▶ EXERCÍCIOS A RESOLVER
1) No texto sobre “Os Mortos”, quem recebe Gabriel Conroy quando ele chega à festa das tias?
2) Cite o texto sobre “Os Mortos” desde “Na primeira parte, Gabriel” até “ao seu casamento?”, incluindo essas palavras.

▶ TRECHO DA PÁGINA
● ● ●

Os Mortos (Sobre o conto de Joyce)

Na transcendência estética reflete-se o desencantamento do mundo.

Posição do narrador no romance contemporâneo, Theodor W. Adorno

“Os Mortos” – último conto da coletânea Dublinenses de James Joyce – pode ser dividido em três partes: I – recepção dos convidados/início da festa; II - continuação da festa/discurso de Gabriel; III – fim da festa/ conversa de Gabriel e Gretta no hotel. Em cada uma destas partes há um diálogo de Gabriel Conroy que evidencia seu deslocamento com relação à sociedade, às pessoas e a si próprio.

Na primeira parte, Gabriel Conroy ao chegar à festa de final de ano das senhoritas Morkan - suas tias Kate e Júlia - é recebido por Lily, a filha do zelador. Após algumas palavras, Gabriel e Lily travam o seguinte diálogo:

- Diga-me, Lily – perguntou em tom amável – você ainda vai à escola?

- Oh, não senhor! Deixei de estudar há mais de um ano.

- Suponho então – acrescentou Gabriel, brincando – que um dia desses iremos ao seu casamento?

A jovem olhou-o por sobre os ombros e respondeu com azedume:

- Os homens de hoje são todos uns aproveitadores bons de conversa.

Gabriel enrubesceu como se tivesse cometido um deslize e, sem olhar para ela, tirou as galochas e esfregou vigorosamente o cachecol nos sapatos de verniz.

● ● ●

▶ INFORMAÇÕES APRESENTADAS
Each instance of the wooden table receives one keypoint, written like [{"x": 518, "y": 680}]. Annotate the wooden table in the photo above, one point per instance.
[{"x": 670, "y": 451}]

● ● ●

▶ RESULTADOS DAS TAREFAS
1) Lily, a filha do zelador.

2)
Na primeira parte, Gabriel Conroy ao chegar à festa de final de ano das senhoritas Morkan - suas tias Kate e Júlia - é recebido por Lily, a filha do zelador. Após algumas palavras, Gabriel e Lily travam o seguinte diálogo:

- Diga-me, Lily – perguntou em tom amável – você ainda vai à escola?

- Oh, não senhor! Deixei de estudar há mais de um ano.

- Suponho então – acrescentou Gabriel, brincando – que um dia desses iremos ao seu casamento?